■ SHORT PROBLEM ■
Rename "plain_csv" to "csv_plain" in the lines from the start of the records through the line that contains "409,327,870,396", and leave everything else unchanged. Give back only those lines.

[Lines for bounding box labeling]
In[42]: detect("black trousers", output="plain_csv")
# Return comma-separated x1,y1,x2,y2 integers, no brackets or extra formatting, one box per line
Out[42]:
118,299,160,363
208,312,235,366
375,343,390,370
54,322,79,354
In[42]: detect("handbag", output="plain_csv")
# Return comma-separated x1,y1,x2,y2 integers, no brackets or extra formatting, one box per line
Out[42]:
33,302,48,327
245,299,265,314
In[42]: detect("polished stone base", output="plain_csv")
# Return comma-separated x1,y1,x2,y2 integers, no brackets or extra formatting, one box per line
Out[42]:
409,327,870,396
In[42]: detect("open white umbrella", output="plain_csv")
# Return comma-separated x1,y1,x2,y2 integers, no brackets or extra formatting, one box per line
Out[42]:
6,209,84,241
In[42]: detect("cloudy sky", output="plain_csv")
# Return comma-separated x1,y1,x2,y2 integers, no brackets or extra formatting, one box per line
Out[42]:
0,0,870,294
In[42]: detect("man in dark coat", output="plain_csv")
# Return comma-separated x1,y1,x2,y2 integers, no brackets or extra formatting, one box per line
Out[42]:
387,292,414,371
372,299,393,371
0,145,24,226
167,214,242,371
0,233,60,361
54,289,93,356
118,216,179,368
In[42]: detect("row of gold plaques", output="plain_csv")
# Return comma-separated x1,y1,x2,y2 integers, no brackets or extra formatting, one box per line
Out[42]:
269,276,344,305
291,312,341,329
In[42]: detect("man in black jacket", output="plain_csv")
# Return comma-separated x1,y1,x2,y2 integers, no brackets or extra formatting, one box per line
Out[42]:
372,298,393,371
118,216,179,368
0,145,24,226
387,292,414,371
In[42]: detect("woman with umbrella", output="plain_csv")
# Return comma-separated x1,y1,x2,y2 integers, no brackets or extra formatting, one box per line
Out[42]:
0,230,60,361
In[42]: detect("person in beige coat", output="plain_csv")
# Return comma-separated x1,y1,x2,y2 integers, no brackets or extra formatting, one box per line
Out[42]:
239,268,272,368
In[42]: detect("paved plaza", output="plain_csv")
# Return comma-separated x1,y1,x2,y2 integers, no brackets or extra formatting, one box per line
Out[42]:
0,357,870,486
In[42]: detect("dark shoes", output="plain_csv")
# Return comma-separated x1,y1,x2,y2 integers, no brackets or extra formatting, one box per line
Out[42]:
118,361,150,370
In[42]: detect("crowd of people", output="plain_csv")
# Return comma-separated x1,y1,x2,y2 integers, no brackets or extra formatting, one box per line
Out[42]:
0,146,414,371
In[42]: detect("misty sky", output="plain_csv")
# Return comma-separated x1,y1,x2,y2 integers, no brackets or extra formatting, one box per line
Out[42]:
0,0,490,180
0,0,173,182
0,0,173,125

■ EXERCISE RESPONSE ■
In[42]: detect("black trousers", output="csv_plain")
# Return comma-separated x1,y1,x2,y2 integers, no brackets or extra formatting, one box per line
Out[42]:
118,299,160,363
208,312,235,366
375,343,390,370
54,322,79,354
In[42]: detect("handbag", output="csv_plain")
# Return comma-separated x1,y1,x2,y2 integers, no brackets or extra formatting, one box per line
Out[42]:
33,302,48,327
245,299,265,314
In[42]: detect("polished stone base", output="csv_plain")
# Return comma-separated x1,y1,x2,y2 integers, no brackets or extra formatting, one box per line
Out[42]:
409,327,870,396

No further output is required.